*TASK INPUTS:*
+---+
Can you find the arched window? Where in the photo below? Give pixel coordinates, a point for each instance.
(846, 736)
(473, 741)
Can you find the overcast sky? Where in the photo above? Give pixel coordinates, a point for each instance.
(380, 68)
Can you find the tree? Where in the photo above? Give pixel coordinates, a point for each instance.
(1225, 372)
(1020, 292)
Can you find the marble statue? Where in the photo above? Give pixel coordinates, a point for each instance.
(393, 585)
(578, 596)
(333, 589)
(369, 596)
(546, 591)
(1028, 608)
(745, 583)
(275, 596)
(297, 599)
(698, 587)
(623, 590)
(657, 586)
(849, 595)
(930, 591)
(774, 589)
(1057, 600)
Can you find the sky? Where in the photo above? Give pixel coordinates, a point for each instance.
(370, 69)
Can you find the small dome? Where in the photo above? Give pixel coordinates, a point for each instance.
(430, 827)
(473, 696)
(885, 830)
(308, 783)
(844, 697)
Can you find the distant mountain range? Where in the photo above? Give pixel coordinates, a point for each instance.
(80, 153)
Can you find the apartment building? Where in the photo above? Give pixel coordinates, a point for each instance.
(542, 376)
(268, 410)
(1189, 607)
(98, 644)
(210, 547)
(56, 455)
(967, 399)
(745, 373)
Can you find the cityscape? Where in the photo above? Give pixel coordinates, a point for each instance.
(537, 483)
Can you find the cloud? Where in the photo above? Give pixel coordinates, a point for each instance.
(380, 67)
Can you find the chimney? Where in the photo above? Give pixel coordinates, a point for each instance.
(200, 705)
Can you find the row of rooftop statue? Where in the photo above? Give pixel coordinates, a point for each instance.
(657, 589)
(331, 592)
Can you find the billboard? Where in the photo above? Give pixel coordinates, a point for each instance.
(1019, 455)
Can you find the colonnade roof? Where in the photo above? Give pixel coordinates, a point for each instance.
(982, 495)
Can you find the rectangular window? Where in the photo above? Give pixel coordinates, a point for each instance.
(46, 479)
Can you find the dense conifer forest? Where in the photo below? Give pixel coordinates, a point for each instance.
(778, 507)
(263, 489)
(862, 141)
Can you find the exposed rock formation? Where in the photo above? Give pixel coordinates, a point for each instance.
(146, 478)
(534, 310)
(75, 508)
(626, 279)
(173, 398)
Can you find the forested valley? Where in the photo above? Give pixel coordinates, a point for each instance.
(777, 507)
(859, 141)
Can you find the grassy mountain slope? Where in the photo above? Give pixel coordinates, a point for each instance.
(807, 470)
+---+
*TASK:*
Repeat the rows above with "pixel coordinates" swapped for "image coordinates" wherever it appears, keeping everything else the same.

*PROBLEM SOLUTION:*
Can you find the arched window? Where in the photo below? Give image coordinates, a point for each instance.
(846, 736)
(473, 741)
Can you find the overcast sky? Where in the photo above? Give image coordinates, a point for each instance.
(380, 68)
Can you find the tree? Where in the photo above? Give image coordinates, a point for each instance.
(1225, 372)
(1020, 292)
Can you find the marble statue? Where in the photo above? Give image coordinates, a point for each instance.
(393, 585)
(578, 596)
(333, 589)
(369, 596)
(546, 591)
(1028, 608)
(745, 583)
(275, 596)
(297, 599)
(698, 587)
(623, 590)
(657, 586)
(849, 595)
(930, 591)
(774, 589)
(1057, 600)
Can you find the sky? Where in the photo above? Give image coordinates, a point for each instance.
(370, 69)
Can you find the small dome? Where in the photo above? Give image coordinates, a point for each instance.
(430, 827)
(473, 696)
(885, 830)
(308, 783)
(844, 697)
Can you find the distant mountain range? Where in the photo above? Give image coordinates, a point for each instance.
(80, 153)
Can you find the apartment building? Where in the photo above? Give image coordinates, a point for each instance.
(542, 376)
(268, 410)
(1189, 607)
(98, 644)
(210, 547)
(56, 455)
(967, 399)
(745, 373)
Can you find the cityscape? Where in the photo above? Give image coordinates, a point for each instance.
(537, 483)
Can you find the cloud? Where in the photo above? Give image coordinates, a point for each instance.
(380, 67)
Can you find the chimney? Where in the photo above? Give image coordinates, a point for each instance.
(200, 705)
Can you find the row of rooftop statue? Where in the photo above? Give image coordinates, a point for each instance.
(657, 589)
(331, 592)
Can you find the billboard? Where in the photo above? Give image coordinates, a point for each instance.
(1019, 455)
Can you find the colonnade roof? Where in the photo above? Give image coordinates, a point for each instance.
(982, 495)
Can you find the rectangular window? Where in the photo above? Give image coordinates, a point for each instance.
(46, 479)
Can you find the dense conifer forest? Where in the photo below? Give image coordinates, a point for each instance.
(778, 507)
(263, 489)
(862, 141)
Can you find the exposed rock formation? Where in the photo above? Give image coordinates, a point for each instance.
(146, 478)
(534, 310)
(75, 508)
(626, 279)
(173, 398)
Can you find the forested valley? Where in the photo above? Give image coordinates, a point for each instance.
(777, 507)
(859, 141)
Can you find the grassy mountain slope? Where in the photo above? Give image coordinates, a point for each instance.
(807, 470)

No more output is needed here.